START Data for this task

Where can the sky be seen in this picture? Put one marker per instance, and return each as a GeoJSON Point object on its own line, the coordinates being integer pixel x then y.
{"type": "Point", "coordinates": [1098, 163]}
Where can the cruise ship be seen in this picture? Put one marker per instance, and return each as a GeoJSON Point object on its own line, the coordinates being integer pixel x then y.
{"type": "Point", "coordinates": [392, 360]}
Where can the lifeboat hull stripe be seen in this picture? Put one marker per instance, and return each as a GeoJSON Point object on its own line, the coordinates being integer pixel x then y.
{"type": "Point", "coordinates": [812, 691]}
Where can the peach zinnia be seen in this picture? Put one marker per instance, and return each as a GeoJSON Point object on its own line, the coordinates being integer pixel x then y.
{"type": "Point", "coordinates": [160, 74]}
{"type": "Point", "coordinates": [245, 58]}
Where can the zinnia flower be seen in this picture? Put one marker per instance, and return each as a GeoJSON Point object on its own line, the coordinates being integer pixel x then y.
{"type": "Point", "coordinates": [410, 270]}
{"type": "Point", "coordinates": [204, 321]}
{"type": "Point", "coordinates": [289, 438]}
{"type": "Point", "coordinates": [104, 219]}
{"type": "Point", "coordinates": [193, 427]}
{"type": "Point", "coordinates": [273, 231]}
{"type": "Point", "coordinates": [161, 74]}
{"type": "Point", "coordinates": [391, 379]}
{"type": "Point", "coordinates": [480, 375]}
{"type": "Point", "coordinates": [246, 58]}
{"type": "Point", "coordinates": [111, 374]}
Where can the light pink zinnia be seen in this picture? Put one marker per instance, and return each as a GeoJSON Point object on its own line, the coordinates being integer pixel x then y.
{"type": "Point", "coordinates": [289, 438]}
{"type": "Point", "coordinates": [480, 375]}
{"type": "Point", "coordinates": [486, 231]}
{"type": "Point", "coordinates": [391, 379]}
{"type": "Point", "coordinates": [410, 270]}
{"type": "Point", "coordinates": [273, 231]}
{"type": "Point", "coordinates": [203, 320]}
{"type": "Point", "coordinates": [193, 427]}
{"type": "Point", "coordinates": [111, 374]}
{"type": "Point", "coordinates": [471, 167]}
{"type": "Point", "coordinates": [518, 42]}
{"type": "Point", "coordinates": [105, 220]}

END Data for this task

● **Goal of the exercise**:
Having read the entries above, restate them all word for word.

● **Solution to the problem**:
Where can the sky be seen in this picture? Put one marker per instance, and return each as a GeoJSON Point object on its own line, the coordinates being integer pixel x then y.
{"type": "Point", "coordinates": [1098, 163]}
Where can the cruise ship be seen in this picture? Put one marker per instance, and return each as a GeoJSON Point object on its own line, the coordinates being integer pixel x then y.
{"type": "Point", "coordinates": [392, 360]}
Where can the lifeboat hull stripe be seen in this picture? Put one marker per instance, and return each as a GeoJSON Point object on its own line, the coordinates being integer pixel x then y.
{"type": "Point", "coordinates": [812, 691]}
Where can the peach zinnia be seen in this picture? Put one marker per instance, and return each as a GeoJSON Point object on its own line, the coordinates being integer pixel x then y.
{"type": "Point", "coordinates": [160, 74]}
{"type": "Point", "coordinates": [245, 58]}
Where can the zinnia flower be seen in this picture? Put one marker per instance, and return each as a GeoJSON Point object on its own line, the coordinates being integer pixel x then y.
{"type": "Point", "coordinates": [410, 270]}
{"type": "Point", "coordinates": [204, 321]}
{"type": "Point", "coordinates": [289, 438]}
{"type": "Point", "coordinates": [104, 219]}
{"type": "Point", "coordinates": [193, 427]}
{"type": "Point", "coordinates": [273, 231]}
{"type": "Point", "coordinates": [161, 74]}
{"type": "Point", "coordinates": [391, 379]}
{"type": "Point", "coordinates": [480, 375]}
{"type": "Point", "coordinates": [246, 58]}
{"type": "Point", "coordinates": [111, 374]}
Where can the light pink zinnia be seen in this picture? Put one marker per instance, and return each as a GeoJSON Point object on its own line, the coordinates being integer pixel x then y.
{"type": "Point", "coordinates": [289, 438]}
{"type": "Point", "coordinates": [480, 375]}
{"type": "Point", "coordinates": [486, 231]}
{"type": "Point", "coordinates": [391, 379]}
{"type": "Point", "coordinates": [410, 270]}
{"type": "Point", "coordinates": [273, 231]}
{"type": "Point", "coordinates": [203, 320]}
{"type": "Point", "coordinates": [193, 427]}
{"type": "Point", "coordinates": [111, 374]}
{"type": "Point", "coordinates": [471, 167]}
{"type": "Point", "coordinates": [518, 42]}
{"type": "Point", "coordinates": [105, 220]}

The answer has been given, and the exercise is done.